### DATASET EXTRACT
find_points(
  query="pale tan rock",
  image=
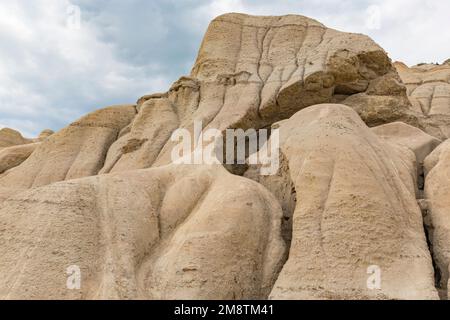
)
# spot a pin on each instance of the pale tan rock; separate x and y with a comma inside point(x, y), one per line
point(250, 72)
point(177, 232)
point(11, 157)
point(437, 190)
point(421, 143)
point(78, 150)
point(10, 137)
point(355, 209)
point(428, 89)
point(102, 194)
point(45, 134)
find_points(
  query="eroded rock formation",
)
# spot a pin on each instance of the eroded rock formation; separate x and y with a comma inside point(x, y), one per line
point(104, 195)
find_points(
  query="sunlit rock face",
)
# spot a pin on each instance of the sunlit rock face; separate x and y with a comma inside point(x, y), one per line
point(339, 219)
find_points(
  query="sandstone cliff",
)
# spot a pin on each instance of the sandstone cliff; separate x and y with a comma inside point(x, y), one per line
point(362, 182)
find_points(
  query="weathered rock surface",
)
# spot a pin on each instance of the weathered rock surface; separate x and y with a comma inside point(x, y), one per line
point(250, 72)
point(10, 137)
point(103, 194)
point(78, 150)
point(428, 89)
point(11, 157)
point(355, 208)
point(177, 232)
point(437, 191)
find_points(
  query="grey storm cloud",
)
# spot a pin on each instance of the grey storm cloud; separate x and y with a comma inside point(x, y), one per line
point(51, 74)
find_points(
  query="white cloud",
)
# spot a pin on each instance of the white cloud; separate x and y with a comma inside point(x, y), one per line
point(50, 74)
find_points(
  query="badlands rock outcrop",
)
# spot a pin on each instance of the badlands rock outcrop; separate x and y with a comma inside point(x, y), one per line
point(356, 207)
point(10, 137)
point(103, 194)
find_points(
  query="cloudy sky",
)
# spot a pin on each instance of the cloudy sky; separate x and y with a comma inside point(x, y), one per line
point(60, 59)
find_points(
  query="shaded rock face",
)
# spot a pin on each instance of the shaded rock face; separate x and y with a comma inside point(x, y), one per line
point(104, 196)
point(10, 137)
point(355, 209)
point(428, 89)
point(437, 190)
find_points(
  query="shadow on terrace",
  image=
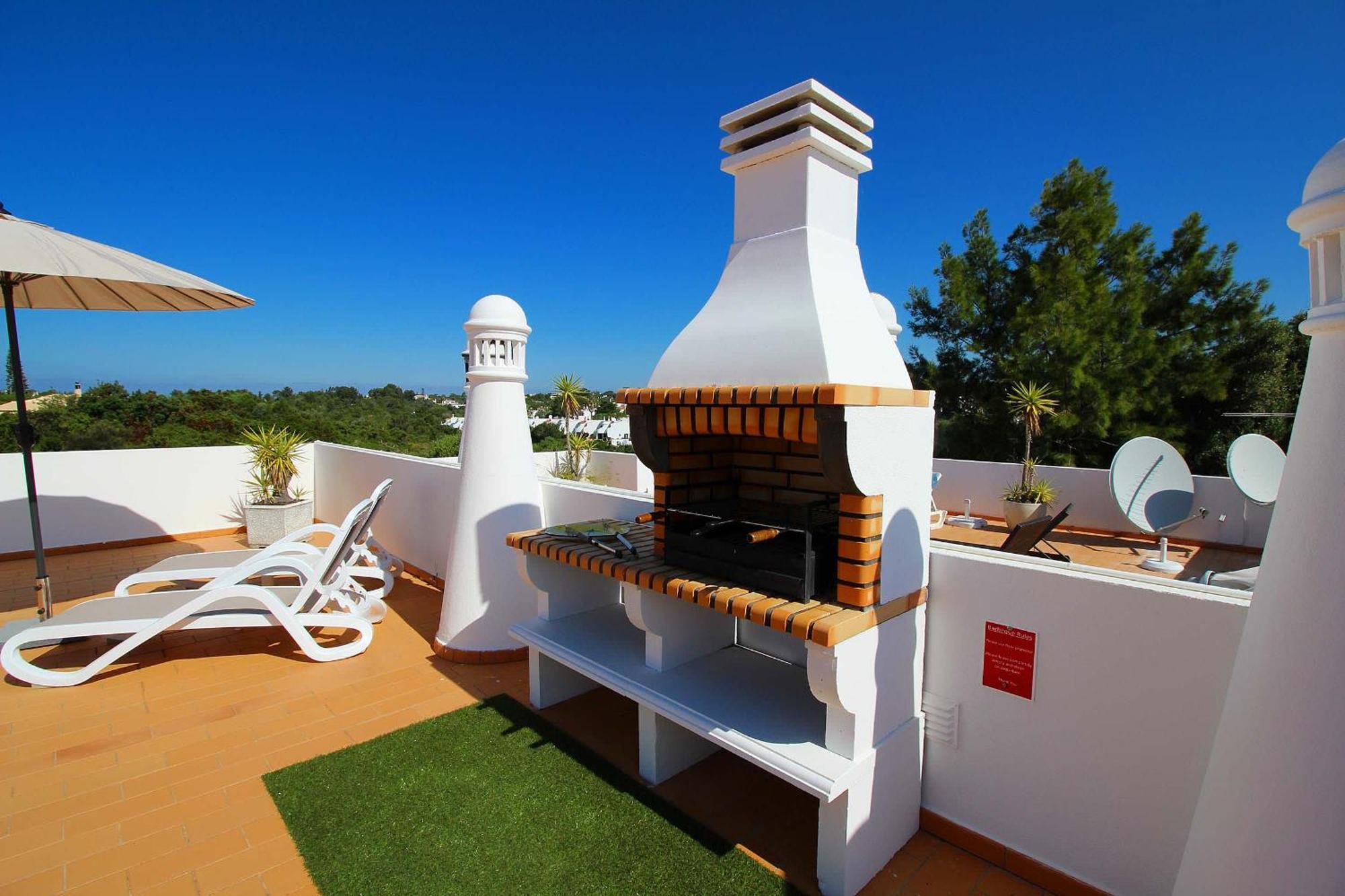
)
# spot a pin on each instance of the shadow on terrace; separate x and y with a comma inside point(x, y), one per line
point(151, 772)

### PROBLEM TO SOLVE
Find "# spot a pin on each instance of the shadow" in the records above. Repeat its line and every later line exactly, through the last one.

### OUTPUT FOR THIS TASK
# spot a pin on each instance of the shadow on terrace; separate x and y with a comma inside point(x, y), one per line
point(151, 772)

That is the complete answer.